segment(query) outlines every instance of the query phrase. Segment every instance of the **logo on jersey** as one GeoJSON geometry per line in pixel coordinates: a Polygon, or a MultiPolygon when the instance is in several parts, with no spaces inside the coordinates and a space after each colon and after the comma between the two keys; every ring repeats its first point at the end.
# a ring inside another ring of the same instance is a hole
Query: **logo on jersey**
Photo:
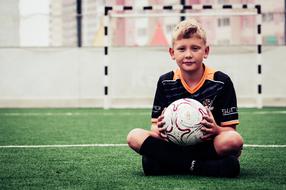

---

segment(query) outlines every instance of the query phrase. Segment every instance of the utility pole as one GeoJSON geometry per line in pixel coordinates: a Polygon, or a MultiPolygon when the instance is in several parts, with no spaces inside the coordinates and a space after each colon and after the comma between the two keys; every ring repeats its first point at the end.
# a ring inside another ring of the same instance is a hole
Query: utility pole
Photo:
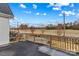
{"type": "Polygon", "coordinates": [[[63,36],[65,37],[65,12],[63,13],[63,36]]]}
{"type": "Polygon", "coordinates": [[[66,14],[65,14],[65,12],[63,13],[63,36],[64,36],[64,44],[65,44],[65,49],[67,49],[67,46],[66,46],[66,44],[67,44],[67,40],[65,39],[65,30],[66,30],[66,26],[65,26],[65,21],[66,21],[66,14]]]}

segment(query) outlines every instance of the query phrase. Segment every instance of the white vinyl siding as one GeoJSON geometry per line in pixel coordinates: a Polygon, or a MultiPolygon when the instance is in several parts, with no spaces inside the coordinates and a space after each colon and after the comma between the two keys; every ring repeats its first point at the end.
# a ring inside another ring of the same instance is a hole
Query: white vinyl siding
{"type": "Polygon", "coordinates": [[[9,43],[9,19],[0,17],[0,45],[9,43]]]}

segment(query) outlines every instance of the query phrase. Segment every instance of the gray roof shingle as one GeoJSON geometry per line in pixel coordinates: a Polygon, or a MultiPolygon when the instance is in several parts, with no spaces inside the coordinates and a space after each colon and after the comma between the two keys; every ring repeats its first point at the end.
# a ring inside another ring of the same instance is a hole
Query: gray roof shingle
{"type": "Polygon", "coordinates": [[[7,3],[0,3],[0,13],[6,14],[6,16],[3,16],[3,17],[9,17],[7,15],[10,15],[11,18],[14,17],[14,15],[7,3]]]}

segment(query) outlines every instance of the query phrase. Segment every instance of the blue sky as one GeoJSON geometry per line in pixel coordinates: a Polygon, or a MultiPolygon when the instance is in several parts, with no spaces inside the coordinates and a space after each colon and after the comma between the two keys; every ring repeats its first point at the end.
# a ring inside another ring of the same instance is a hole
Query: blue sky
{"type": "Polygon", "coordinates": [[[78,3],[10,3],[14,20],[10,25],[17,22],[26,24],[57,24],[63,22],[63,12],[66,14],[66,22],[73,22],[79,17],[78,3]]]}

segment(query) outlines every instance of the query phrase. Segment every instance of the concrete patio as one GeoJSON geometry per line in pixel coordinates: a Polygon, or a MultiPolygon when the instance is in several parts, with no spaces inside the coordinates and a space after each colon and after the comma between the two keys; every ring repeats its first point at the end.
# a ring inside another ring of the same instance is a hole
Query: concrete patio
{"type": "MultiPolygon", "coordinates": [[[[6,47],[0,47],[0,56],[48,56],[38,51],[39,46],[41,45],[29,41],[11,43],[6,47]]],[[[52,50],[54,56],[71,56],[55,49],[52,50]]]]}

:: Directions ::
Lines of the listing above that include the string "jersey" should each be copied.

:: Response to the exercise ::
segment(query) outlines every instance of the query phrase. Segment every instance of the **logo on jersey** as one GeoJSON geometry per line in pixel coordinates: a Polygon, or a MultiPolygon when the instance is in several parts, with no spaces inside the coordinates and a space after each colon and after the comma between the two keys; every ring repeats its first point at the end.
Query: **logo on jersey**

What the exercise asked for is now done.